◆ **Source text**
Around the start of the 16th century courtiers attending Richmond Palace settled in Kew and built large houses. Early royal residences at Kew included Mary Tudor's house. Around 1600, the land that would become the gardens was known as Kew Field. The exotic garden at Kew Park, formed by Lord Capel John of Tewkesbury, was enlarged and extended by Augusta, Dowager Princess of Wales, the widow of Frederick, Prince of Wales. The origins of Kew Gardens can be traced to the merging of the royal estates of Richmond and Kew in 1772.
In 1840 the gardens were adopted as a national botanical garden, the gardens were increased to 30 hectares (75 acres) and the pleasure grounds, or arboretum, extended to 109 hectares (270 acres), and later to its present size of 121 hectares (300 acres). The first curator was John Smith.
The Palm House was built between 1844 and 1848, and was the first large-scale structural use of wrought iron. It is considered "the world's most important surviving Victorian glass and iron structure". The structure's panes of glass are all hand-blown. The Temperate House, which is twice as large as the Palm House, followed later in the 19th century. It is now the largest Victorian glasshouse in existence. Kew was the location of the successful effort in the 19th century to propagate rubber trees for cultivation outside South America.

◆ **Exercise**
Could you print the passage on the history of Kew Gardens in full, word for word?

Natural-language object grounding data
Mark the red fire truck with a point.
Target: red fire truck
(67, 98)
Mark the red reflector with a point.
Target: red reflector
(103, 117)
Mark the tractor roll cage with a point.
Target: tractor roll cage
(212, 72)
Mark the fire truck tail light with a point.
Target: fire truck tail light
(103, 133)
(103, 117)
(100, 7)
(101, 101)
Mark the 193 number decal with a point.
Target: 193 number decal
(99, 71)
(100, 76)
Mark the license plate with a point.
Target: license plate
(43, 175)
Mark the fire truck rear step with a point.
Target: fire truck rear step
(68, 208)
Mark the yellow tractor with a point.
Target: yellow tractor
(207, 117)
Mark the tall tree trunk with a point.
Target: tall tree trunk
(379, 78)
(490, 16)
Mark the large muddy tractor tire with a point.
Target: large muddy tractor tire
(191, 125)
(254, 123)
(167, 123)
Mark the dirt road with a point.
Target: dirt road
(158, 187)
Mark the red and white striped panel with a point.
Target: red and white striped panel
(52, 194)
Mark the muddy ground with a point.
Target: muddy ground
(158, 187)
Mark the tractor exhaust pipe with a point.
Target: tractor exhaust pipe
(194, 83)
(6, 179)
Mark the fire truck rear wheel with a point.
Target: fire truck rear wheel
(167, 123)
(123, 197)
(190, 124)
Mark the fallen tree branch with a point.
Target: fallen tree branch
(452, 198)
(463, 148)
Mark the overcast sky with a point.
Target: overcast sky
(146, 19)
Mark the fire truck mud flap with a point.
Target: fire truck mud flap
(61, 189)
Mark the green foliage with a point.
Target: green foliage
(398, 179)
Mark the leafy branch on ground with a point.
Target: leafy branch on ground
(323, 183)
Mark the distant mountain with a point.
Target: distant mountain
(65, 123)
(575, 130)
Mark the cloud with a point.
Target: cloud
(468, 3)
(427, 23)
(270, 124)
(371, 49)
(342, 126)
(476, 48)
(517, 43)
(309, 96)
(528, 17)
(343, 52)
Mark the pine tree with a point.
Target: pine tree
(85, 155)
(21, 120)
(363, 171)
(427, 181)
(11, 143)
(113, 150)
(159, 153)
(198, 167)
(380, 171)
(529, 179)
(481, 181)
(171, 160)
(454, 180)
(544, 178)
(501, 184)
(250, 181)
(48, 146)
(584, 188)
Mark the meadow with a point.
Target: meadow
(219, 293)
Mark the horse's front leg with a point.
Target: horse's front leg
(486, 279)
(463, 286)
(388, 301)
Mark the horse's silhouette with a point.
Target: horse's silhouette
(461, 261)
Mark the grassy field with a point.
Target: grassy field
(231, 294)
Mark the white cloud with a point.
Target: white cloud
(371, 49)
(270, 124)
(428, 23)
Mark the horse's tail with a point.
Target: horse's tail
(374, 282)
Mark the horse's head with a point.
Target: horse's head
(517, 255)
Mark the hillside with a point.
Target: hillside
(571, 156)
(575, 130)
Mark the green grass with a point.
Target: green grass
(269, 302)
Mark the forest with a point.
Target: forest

◆ **Written solution**
Around the start of the 16th century courtiers attending Richmond Palace settled in Kew and built large houses. Early royal residences at Kew included Mary Tudor's house. Around 1600, the land that would become the gardens was known as Kew Field. The exotic garden at Kew Park, formed by Lord Capel John of Tewkesbury, was enlarged and extended by Augusta, Dowager Princess of Wales, the widow of Frederick, Prince of Wales. The origins of Kew Gardens can be traced to the merging of the royal estates of Richmond and Kew in 1772.
In 1840 the gardens were adopted as a national botanical garden, the gardens were increased to 30 hectares (75 acres) and the pleasure grounds, or arboretum, extended to 109 hectares (270 acres), and later to its present size of 121 hectares (300 acres). The first curator was John Smith.
The Palm House was built between 1844 and 1848, and was the first large-scale structural use of wrought iron. It is considered "the world's most important surviving Victorian glass and iron structure". The structure's panes of glass are all hand-blown. The Temperate House, which is twice as large as the Palm House, followed later in the 19th century. It is now the largest Victorian glasshouse in existence. Kew was the location of the successful effort in the 19th century to propagate rubber trees for cultivation outside South America.